**Shape outline lines**
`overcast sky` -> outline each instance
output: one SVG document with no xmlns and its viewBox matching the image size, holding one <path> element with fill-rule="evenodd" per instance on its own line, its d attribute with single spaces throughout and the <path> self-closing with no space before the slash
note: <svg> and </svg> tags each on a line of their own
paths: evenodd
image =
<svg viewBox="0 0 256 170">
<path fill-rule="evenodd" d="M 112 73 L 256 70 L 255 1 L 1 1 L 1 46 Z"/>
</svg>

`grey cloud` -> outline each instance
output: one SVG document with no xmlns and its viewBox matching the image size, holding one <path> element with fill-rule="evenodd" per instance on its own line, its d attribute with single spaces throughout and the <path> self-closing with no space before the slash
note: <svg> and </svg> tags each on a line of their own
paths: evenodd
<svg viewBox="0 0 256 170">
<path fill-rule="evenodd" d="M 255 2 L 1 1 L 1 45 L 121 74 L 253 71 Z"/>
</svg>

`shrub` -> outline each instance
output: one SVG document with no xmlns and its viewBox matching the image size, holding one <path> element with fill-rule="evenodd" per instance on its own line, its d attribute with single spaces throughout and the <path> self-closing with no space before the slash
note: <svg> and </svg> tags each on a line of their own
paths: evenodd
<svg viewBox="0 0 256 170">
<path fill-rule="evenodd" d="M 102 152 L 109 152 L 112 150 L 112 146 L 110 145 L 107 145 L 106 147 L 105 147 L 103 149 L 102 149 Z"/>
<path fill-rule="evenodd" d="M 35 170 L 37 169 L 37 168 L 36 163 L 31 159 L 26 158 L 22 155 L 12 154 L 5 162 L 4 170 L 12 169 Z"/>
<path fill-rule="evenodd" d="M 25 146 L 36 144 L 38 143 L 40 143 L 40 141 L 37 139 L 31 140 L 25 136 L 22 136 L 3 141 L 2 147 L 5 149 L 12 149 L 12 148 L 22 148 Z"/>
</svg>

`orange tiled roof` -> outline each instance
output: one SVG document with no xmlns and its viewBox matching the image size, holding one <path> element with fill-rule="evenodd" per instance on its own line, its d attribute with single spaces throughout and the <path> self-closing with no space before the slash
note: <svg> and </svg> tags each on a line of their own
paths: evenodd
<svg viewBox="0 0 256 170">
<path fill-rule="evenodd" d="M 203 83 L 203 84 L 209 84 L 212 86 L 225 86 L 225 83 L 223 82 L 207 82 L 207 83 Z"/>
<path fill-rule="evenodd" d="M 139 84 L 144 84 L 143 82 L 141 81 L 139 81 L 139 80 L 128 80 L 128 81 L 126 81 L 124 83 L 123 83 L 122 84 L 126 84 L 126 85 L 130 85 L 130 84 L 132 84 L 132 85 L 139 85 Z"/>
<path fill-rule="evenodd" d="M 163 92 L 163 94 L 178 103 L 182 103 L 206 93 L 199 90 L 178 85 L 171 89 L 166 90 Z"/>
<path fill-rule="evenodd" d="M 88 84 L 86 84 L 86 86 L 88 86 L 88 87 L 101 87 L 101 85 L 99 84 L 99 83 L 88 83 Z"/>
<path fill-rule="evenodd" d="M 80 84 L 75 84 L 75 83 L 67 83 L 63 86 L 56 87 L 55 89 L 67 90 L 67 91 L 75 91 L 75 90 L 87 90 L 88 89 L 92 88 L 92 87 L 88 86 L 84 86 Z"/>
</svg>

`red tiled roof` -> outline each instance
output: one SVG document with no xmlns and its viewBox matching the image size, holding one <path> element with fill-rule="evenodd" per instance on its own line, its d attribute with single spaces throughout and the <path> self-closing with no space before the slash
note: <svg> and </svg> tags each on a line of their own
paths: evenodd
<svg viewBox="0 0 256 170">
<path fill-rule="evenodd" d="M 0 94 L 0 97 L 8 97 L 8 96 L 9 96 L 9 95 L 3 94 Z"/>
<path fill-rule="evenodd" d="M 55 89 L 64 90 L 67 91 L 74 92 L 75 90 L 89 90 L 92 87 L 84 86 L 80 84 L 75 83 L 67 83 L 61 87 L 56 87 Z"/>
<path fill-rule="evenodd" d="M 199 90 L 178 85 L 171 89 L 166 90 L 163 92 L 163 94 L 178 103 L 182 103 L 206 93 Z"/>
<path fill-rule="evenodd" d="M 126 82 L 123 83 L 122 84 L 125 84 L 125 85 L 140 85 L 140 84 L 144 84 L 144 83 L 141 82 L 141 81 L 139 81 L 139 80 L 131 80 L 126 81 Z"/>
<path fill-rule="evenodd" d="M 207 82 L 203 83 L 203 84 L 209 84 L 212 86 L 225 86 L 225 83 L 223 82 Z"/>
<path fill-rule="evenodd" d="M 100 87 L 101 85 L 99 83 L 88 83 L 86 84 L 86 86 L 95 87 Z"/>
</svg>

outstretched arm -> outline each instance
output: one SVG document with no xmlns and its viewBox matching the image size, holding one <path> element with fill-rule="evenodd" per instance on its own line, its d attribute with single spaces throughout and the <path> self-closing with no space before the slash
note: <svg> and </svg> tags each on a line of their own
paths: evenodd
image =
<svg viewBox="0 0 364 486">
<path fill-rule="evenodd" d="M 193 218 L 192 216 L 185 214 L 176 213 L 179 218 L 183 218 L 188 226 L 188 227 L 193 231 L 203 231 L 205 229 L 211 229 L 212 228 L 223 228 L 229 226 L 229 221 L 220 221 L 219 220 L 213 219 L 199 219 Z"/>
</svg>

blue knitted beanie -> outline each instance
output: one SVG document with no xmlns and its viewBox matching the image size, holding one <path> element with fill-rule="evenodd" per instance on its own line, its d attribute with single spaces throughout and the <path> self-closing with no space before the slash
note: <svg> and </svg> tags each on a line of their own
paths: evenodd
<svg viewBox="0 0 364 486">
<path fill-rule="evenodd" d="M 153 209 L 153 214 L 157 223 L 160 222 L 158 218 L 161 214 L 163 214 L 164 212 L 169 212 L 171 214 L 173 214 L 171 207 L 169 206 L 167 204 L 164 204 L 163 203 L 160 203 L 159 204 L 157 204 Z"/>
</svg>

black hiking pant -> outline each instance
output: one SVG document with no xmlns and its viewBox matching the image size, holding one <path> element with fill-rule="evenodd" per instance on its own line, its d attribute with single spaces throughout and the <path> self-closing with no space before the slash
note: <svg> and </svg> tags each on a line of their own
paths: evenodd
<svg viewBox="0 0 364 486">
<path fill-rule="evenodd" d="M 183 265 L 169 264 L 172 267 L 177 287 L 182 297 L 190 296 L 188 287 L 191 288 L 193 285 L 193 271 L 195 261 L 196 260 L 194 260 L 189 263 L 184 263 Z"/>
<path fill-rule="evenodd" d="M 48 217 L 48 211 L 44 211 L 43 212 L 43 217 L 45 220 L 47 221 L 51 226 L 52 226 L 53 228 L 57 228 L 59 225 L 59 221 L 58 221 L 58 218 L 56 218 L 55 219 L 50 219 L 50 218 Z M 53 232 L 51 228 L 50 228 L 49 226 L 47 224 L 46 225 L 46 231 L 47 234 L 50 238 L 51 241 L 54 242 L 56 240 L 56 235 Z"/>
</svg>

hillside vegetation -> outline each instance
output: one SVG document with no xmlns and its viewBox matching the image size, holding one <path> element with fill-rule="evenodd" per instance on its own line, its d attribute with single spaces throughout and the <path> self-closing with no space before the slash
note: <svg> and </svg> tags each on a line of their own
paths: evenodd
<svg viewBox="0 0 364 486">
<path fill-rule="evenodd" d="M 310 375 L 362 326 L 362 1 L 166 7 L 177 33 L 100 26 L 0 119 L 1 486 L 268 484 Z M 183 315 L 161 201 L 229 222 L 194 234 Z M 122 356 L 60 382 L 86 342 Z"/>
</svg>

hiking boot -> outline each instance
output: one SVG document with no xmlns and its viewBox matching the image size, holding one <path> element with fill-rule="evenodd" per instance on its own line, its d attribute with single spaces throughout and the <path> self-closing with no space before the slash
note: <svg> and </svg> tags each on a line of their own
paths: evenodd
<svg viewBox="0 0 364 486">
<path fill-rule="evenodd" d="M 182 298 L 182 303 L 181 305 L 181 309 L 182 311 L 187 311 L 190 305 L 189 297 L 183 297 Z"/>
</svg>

**Task prompt**
Please convert the stretch from the line containing "hillside vegetation -> outline each instance" through the last of the lines above into a numbered list, dropping any blank lines.

**Solution for this exercise**
1. hillside vegetation -> outline each instance
2. output: one SVG document with no xmlns and its viewBox matching the image size, holding one <path> element with fill-rule="evenodd" per instance on its own line, its d attribute with single spaces throughout and the <path> self-closing with no space before the slash
3. note: <svg> and </svg> tags each on a line of their own
4. paths: evenodd
5. <svg viewBox="0 0 364 486">
6. <path fill-rule="evenodd" d="M 310 375 L 362 326 L 362 1 L 166 7 L 177 33 L 100 26 L 0 119 L 1 486 L 268 484 Z M 183 315 L 161 201 L 229 222 L 194 234 Z M 122 356 L 60 382 L 86 342 Z"/>
7. </svg>
8. hiking boot -> outline each instance
9. output: one SVG document with no xmlns and its viewBox matching the image size, holding one <path> element with fill-rule="evenodd" per instance on its own line, its d attribute with single spaces throughout and the <path> self-closing with no space before the slash
10. note: <svg> and </svg> tags each on a line of their own
11. paths: evenodd
12. <svg viewBox="0 0 364 486">
13. <path fill-rule="evenodd" d="M 182 298 L 182 303 L 181 305 L 181 309 L 182 311 L 187 311 L 190 305 L 189 297 L 183 297 Z"/>
14. </svg>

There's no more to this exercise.